- EXERCISE INSTRUCTIONS -
Reproduce all of the data below without alteration; exclude every picture.

* begin RECORDS SUPPLIED *

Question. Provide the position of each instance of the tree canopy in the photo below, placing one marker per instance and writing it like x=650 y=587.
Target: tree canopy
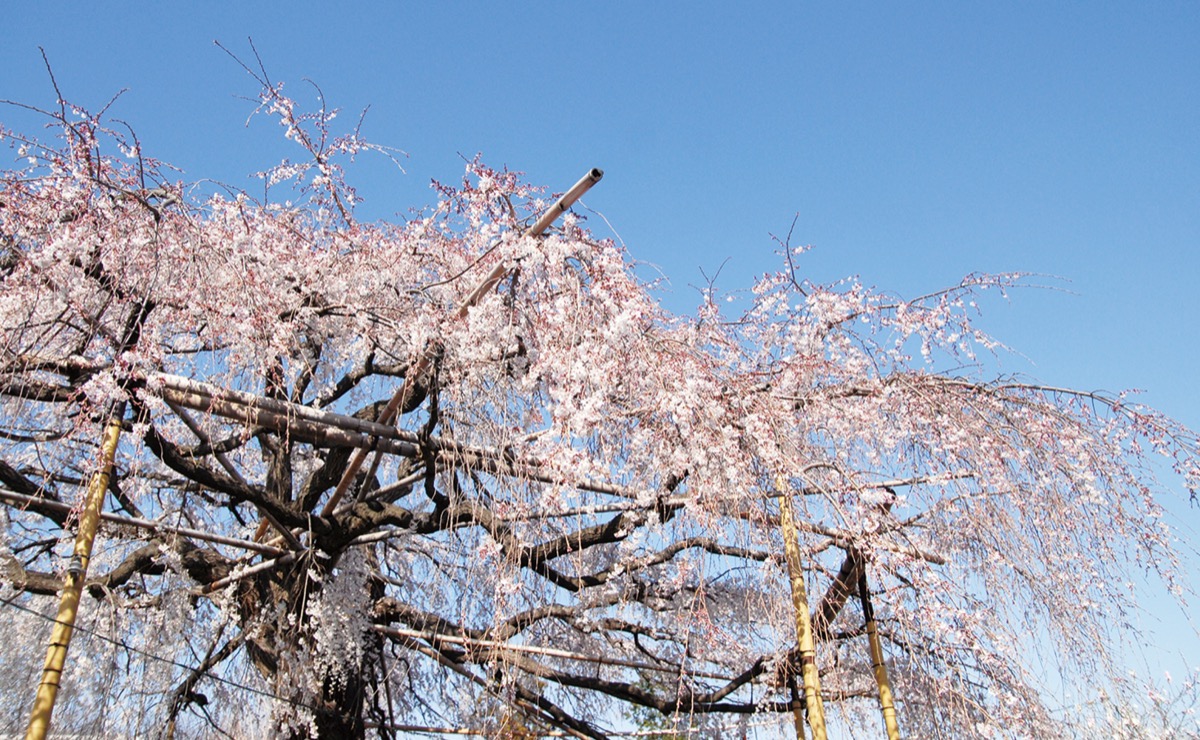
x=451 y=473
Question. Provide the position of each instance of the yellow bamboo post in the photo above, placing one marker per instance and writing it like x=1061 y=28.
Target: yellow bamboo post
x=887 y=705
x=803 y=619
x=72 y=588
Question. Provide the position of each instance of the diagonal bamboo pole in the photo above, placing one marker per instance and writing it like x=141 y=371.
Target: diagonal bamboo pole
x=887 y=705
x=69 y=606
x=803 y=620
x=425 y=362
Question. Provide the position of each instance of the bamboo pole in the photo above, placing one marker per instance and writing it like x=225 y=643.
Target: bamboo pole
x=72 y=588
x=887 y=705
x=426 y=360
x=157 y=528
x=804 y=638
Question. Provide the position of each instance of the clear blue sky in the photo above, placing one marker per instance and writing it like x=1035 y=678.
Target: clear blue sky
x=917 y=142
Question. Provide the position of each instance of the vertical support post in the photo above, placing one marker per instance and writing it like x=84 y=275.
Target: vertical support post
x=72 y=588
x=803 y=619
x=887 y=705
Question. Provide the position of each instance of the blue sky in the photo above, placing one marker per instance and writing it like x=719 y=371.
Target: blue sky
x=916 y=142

* end RECORDS SUPPLIED *

- THE COMPLETED TASK -
Question. Provide the position of each instance of the tree canopy in the photo below, placing one marker per instance and writing it like x=650 y=587.
Target: tree canopy
x=451 y=473
Question. Provide the position of each instance of the yellow bamboo post in the photo above, placing one marker per instance and writing it like x=1061 y=28.
Target: yellow bamboo post
x=887 y=705
x=803 y=619
x=72 y=588
Question. Provide the position of each instance of the diagonal bamboo pole in the photo above, placing one marker per instance and writing it like x=141 y=371.
Target: diagonal bamboo pole
x=887 y=705
x=69 y=606
x=803 y=620
x=425 y=362
Question. Provide the position of each instance of the bamboo pole in the photo above, placing one marker per instance and writing it like x=225 y=643.
Target: bamboo pole
x=72 y=588
x=887 y=705
x=426 y=360
x=157 y=528
x=804 y=638
Question. Provide the position of each instance of the clear blue sky in the photo above, placing one marker per instance and writing it like x=1035 y=678.
Target: clear blue sky
x=917 y=142
Question. Provide the position of each instance of the vertical support post in the photo above, placing one marker per instance and writing it like x=84 y=275.
Target: vertical support post
x=72 y=588
x=803 y=619
x=887 y=705
Question. Provide the position of each instance of the blue sky in the photo above, placing one marker per instance and writing it like x=719 y=371.
Target: blue sky
x=916 y=142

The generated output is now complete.